• **Task description**
Produce an exact copy of all the data below, dropping every image.

Pointing dataset excerpts
○ ○ ○ ○

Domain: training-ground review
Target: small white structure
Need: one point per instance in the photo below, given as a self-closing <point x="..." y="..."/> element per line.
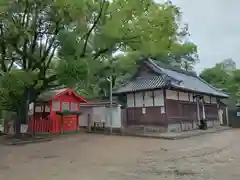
<point x="100" y="112"/>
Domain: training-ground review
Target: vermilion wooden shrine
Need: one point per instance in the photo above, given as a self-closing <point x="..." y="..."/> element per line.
<point x="47" y="112"/>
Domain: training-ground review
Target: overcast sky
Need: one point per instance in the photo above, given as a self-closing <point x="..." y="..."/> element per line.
<point x="215" y="28"/>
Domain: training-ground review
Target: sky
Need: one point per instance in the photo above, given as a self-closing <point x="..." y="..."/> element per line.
<point x="214" y="26"/>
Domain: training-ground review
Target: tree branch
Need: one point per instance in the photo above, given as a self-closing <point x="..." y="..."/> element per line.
<point x="92" y="28"/>
<point x="3" y="49"/>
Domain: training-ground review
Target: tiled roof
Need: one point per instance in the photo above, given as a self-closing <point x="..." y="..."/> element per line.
<point x="48" y="95"/>
<point x="144" y="83"/>
<point x="174" y="77"/>
<point x="190" y="81"/>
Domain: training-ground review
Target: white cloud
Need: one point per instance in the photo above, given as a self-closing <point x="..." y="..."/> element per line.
<point x="215" y="27"/>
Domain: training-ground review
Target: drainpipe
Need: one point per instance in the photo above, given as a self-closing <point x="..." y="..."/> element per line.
<point x="198" y="112"/>
<point x="204" y="114"/>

○ ○ ○ ○

• **Output of the exercise**
Domain: training-ground review
Target: small white structure
Need: one point per instance in the photo below, given as a self-closing <point x="..." y="..."/> element per line.
<point x="100" y="112"/>
Domain: training-ground review
Target: vermilion wooden shrine
Need: one point per instance in the photo above, given as a self-closing <point x="..." y="..."/> element per line.
<point x="47" y="112"/>
Domain: training-ground review
Target: overcast sky
Need: one point per instance in the photo above, given as a self-closing <point x="..." y="..."/> element per line.
<point x="215" y="28"/>
Domain: training-ground review
Target: sky
Need: one point per instance in the photo above, given as a self-closing <point x="..." y="..."/> element per line.
<point x="214" y="26"/>
Domain: training-ground review
Target: tree branch
Need: one point per instance in the photo above, given as a self-closing <point x="..." y="..."/> element per line.
<point x="92" y="28"/>
<point x="3" y="49"/>
Domain: training-ground review
Target: tiled roof
Need: one point per instance in the photo above, given as a self-closing <point x="..." y="..."/> element per line.
<point x="48" y="95"/>
<point x="144" y="83"/>
<point x="174" y="77"/>
<point x="190" y="81"/>
Domain: training-ground review
Target: white cloud
Need: one point per instance in the photo above, given as a self-closing <point x="..." y="..."/> element per line.
<point x="215" y="27"/>
Domain: training-ground review
Target: drainpipe
Need: one point per instance in the photo above, given as a self-closing <point x="..." y="..."/> element per line.
<point x="198" y="112"/>
<point x="204" y="114"/>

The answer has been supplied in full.